▶ _Source document_:
--------------------------------

The points against this gut feeling are maybe the following: If the use case is more than just niche, we might argue that it should not rely on something like a work-around via sub-queries. What would have even more significance (IMHO) would be if we actually needed "more magic" to handle the case of radically different scrape intervals and series dropping in and out, i.e. something we could not emulate with sub-queries. But for that, the current implementation needed more tweaks in any case. Note that the current implementation of rate and friends uses sophisticated heuristics to find out if a series has just started or stopped, but it does not take into account staleness, and that's probably fine for counters. But for "already rated" metrics, the staleness might actually be very important, so the integral function might be the first function acting on range vectors that would need to look for staleness markers, which is a whole new adventure (and where the implicit handling via the sub-queries gives me some peace of mind as this is charted territory).

I'll stop her, as said, this is incomplete and in no way conclusive. Looking forward to further thoughts.

beorn7 · 2024-08-14T13:27:53Z

After a few days of letting my thoughts settle, I'll try to give this at least some preliminary conclusion.

First of all, I will add this as an agenda item for the dev-summit. We have an in-person one, where we usually cover a lot of ground, and it would be cool to tap into the collective wisdom. Even if it doesn't get enough interest to be discussed in detail, that's also a signal to take into account.

About the actual thing: By now I feel pretty confident that we need to somehow address gaps within the range, and we also have to handle the space between the beginning of the range and the first sample on the one hand, and the last sample and the end of the range on the other hand. Neither of those is addressed by the current approach in this PR.

I have now actually taken a photograph of my whiteboard to illustrate my rough ideas around it:

Here I'm just using the mid-point strategy, as that has good chances of being the best default, and maybe it should be the only strategy we offer for starters (see thoughts above).

--------------------------------

▶ _Dataset extract_:
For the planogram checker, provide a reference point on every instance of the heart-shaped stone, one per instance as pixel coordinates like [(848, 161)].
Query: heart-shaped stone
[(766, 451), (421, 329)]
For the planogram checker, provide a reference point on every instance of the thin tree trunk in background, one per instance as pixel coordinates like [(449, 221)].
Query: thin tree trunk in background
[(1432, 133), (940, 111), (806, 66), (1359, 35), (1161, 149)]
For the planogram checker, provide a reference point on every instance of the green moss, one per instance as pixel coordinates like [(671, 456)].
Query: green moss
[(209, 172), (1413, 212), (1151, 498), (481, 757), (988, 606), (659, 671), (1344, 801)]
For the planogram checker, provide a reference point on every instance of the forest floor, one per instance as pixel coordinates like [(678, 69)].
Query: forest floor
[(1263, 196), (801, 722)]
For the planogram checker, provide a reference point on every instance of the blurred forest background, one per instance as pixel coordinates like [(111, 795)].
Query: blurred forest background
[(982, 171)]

--------------------------------

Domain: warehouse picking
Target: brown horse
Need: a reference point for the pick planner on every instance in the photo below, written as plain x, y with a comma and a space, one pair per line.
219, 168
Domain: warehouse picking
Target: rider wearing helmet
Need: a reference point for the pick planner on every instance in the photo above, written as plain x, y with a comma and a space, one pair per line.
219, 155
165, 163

--------------------------------

▶ _Written instruction_: Copy word for word the part of the integral function discussion starting at "I'll stop her, as" and ending at "take into account.".

▶ _Exercise output_:
I'll stop her, as said, this is incomplete and in no way conclusive. Looking forward to further thoughts.

beorn7 · 2024-08-14T13:27:53Z

After a few days of letting my thoughts settle, I'll try to give this at least some preliminary conclusion.

First of all, I will add this as an agenda item for the dev-summit. We have an in-person one, where we usually cover a lot of ground, and it would be cool to tap into the collective wisdom. Even if it doesn't get enough interest to be discussed in detail, that's also a signal to take into account.